**What is required:** A verbatim copy of the listing is needed; pictures are to be left out.

Start of Materials provided

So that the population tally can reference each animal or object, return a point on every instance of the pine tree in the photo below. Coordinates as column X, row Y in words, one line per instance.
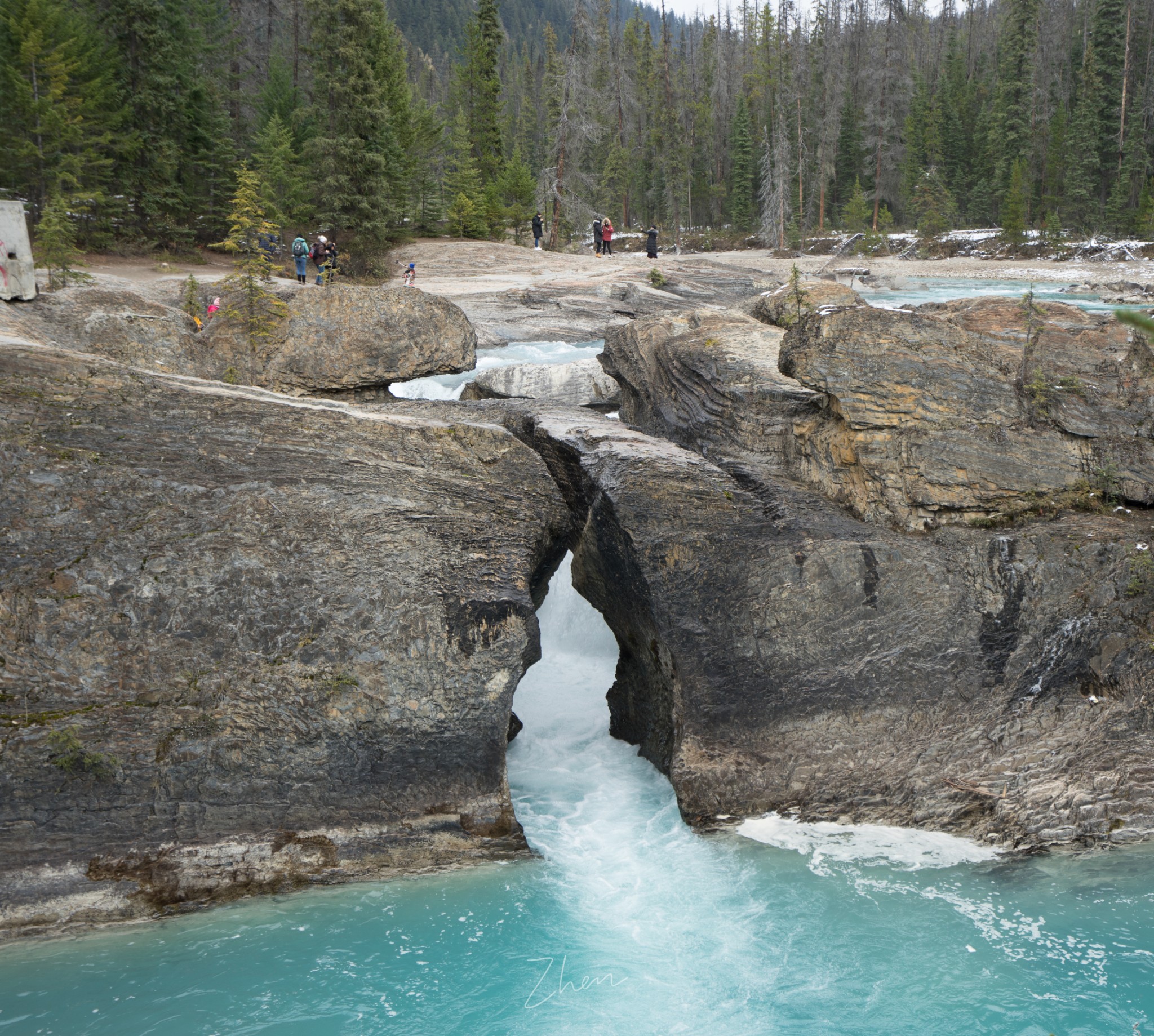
column 1055, row 170
column 178, row 174
column 425, row 153
column 190, row 297
column 1082, row 179
column 741, row 169
column 247, row 299
column 464, row 194
column 56, row 244
column 851, row 154
column 1108, row 38
column 1015, row 203
column 517, row 190
column 354, row 154
column 480, row 88
column 63, row 112
column 284, row 181
column 1010, row 126
column 855, row 215
column 933, row 206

End of Materials provided

**Answer space:**
So that the population tally can reference each animal or object, return a point on every instance of the pine tree in the photo below. Coordinates as column X, row Y in words, one line per instance.
column 1055, row 170
column 178, row 174
column 425, row 153
column 190, row 297
column 1082, row 179
column 741, row 169
column 247, row 299
column 464, row 194
column 56, row 244
column 851, row 154
column 1108, row 38
column 1015, row 203
column 517, row 190
column 354, row 154
column 480, row 88
column 63, row 112
column 284, row 181
column 1010, row 126
column 855, row 215
column 933, row 206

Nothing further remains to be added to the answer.